Data for review:
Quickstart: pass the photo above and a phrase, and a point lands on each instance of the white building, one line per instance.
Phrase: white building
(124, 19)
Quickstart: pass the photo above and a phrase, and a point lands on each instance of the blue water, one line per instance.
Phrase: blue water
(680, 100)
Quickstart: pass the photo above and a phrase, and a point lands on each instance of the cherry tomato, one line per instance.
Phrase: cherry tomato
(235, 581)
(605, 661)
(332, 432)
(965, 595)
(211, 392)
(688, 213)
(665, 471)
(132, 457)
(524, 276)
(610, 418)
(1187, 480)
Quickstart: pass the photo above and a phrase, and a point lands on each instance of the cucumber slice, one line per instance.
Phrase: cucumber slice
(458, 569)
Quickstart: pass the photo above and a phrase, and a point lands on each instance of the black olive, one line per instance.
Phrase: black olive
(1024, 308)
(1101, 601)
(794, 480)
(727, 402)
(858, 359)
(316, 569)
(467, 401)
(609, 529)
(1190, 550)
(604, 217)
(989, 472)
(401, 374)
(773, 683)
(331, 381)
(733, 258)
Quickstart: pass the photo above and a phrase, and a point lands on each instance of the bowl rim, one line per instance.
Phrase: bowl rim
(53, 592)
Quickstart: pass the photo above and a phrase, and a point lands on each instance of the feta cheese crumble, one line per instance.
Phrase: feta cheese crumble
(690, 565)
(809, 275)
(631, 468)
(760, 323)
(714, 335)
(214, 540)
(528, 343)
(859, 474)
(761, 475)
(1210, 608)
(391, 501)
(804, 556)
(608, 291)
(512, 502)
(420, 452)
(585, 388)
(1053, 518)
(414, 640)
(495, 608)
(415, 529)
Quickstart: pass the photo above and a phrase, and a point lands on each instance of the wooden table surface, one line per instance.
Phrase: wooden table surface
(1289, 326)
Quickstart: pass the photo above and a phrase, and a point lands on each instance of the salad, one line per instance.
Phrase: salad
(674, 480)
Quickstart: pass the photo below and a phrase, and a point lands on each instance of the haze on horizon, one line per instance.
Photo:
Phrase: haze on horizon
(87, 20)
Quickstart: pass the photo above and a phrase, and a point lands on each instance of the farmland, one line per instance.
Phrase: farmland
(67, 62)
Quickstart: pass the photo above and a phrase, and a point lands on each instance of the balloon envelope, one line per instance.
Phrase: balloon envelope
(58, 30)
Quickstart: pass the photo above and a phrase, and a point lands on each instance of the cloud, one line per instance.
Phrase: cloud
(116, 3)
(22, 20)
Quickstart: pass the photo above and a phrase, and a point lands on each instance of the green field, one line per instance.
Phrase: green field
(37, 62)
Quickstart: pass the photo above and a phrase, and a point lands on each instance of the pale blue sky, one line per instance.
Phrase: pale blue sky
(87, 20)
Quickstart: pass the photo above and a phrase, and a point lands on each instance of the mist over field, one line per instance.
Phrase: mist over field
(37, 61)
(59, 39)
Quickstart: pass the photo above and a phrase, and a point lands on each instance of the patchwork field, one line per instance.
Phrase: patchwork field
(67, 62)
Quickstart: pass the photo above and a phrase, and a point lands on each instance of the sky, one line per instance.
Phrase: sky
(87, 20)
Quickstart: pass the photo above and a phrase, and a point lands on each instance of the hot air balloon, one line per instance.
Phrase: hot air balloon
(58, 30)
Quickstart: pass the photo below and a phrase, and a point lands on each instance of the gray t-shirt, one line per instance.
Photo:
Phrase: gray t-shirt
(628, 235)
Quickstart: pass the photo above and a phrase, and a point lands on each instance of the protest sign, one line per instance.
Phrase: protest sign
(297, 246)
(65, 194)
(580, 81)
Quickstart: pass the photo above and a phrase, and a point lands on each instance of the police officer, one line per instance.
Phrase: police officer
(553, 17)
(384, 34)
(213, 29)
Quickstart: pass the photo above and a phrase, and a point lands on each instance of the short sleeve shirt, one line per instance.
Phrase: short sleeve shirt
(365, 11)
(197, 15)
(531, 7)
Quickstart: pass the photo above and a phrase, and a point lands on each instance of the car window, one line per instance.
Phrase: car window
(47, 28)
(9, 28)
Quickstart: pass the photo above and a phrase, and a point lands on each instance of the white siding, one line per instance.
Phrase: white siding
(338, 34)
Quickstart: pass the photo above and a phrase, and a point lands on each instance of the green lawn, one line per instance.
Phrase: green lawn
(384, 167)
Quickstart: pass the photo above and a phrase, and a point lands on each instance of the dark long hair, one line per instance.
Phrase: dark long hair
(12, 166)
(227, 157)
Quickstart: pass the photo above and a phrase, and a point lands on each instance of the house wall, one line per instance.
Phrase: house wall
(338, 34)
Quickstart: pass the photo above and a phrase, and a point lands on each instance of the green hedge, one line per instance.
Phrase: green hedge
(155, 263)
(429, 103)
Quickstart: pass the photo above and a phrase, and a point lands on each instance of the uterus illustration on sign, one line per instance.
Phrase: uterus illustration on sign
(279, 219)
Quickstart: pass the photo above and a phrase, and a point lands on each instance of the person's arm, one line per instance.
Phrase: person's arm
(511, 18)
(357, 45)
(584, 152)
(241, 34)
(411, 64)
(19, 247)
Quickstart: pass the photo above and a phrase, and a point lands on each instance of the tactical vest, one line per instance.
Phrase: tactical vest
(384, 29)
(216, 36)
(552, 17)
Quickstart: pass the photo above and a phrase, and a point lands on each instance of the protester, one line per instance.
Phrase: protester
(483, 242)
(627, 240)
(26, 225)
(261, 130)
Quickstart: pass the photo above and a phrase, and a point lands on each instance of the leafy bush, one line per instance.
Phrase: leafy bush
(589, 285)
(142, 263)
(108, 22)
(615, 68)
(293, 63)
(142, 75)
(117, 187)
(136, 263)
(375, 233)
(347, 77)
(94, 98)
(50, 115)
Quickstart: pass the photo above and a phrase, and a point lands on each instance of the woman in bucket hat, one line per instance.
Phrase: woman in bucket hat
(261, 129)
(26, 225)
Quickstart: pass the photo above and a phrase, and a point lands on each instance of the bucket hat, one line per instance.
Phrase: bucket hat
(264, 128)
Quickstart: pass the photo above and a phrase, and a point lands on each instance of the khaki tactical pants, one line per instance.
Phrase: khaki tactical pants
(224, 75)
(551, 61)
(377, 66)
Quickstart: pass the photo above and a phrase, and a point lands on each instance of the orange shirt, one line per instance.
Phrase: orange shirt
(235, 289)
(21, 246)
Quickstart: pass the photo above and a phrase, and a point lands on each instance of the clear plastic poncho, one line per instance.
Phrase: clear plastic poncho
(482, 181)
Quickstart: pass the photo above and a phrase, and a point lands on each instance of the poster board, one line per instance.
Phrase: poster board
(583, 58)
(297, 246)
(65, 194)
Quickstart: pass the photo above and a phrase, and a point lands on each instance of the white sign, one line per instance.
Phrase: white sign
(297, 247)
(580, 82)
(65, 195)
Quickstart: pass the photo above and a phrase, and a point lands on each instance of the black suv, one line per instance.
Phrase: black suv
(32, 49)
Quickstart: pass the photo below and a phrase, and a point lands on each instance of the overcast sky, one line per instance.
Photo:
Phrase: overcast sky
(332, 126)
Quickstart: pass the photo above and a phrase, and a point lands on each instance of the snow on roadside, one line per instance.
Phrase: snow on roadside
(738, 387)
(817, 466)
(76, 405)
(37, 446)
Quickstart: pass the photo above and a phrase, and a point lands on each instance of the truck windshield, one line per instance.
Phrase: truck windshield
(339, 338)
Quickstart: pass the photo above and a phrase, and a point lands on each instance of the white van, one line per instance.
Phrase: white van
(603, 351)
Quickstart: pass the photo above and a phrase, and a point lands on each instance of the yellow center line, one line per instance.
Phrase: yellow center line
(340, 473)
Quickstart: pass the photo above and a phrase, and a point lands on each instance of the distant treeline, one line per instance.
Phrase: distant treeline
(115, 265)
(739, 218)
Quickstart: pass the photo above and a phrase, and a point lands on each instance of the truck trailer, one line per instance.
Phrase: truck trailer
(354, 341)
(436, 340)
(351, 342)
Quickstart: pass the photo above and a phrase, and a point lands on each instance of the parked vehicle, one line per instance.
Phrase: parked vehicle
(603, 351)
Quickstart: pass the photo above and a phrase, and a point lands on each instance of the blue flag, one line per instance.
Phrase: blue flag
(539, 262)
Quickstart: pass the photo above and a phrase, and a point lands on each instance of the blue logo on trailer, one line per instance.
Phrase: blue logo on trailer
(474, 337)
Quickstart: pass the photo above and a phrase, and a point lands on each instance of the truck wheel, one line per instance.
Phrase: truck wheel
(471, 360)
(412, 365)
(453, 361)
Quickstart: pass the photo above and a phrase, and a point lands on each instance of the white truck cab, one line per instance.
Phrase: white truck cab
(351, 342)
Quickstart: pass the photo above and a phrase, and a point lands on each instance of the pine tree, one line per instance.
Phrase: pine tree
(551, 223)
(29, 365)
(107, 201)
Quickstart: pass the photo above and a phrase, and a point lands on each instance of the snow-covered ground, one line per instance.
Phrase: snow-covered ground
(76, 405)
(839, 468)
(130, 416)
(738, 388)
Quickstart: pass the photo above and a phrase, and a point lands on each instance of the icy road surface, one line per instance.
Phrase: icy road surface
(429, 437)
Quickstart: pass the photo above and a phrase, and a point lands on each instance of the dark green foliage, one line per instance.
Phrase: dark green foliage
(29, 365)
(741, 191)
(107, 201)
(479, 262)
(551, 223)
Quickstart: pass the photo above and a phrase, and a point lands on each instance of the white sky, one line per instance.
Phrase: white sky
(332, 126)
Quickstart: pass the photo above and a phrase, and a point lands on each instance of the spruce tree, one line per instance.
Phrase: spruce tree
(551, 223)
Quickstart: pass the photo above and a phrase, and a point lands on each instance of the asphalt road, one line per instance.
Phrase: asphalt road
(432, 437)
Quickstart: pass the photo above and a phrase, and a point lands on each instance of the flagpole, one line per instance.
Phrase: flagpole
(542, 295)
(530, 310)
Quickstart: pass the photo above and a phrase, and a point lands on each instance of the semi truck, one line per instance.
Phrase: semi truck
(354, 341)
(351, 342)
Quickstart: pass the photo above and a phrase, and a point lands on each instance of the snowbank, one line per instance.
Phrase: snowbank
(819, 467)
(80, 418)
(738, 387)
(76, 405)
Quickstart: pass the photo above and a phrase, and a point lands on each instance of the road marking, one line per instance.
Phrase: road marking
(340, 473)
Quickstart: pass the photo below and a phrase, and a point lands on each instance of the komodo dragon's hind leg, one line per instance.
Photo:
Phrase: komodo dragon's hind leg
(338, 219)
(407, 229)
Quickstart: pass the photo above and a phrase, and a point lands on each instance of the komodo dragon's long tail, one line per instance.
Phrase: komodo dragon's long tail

What is being asked:
Reproduce the lines above, beginning at the line with "Phrase: blue flag" and stopping after the line with "wheel, one line per instance.", exactly as they are.

Response to the exercise:
Phrase: blue flag
(539, 262)
Quickstart: pass the photo above and a phrase, and a point lands on each instance of the blue logo on trailer, one line per instance.
Phrase: blue logo on trailer
(474, 337)
Quickstart: pass the photo above and a phrase, and a point lands on each instance of the truck wheel, one line per instance.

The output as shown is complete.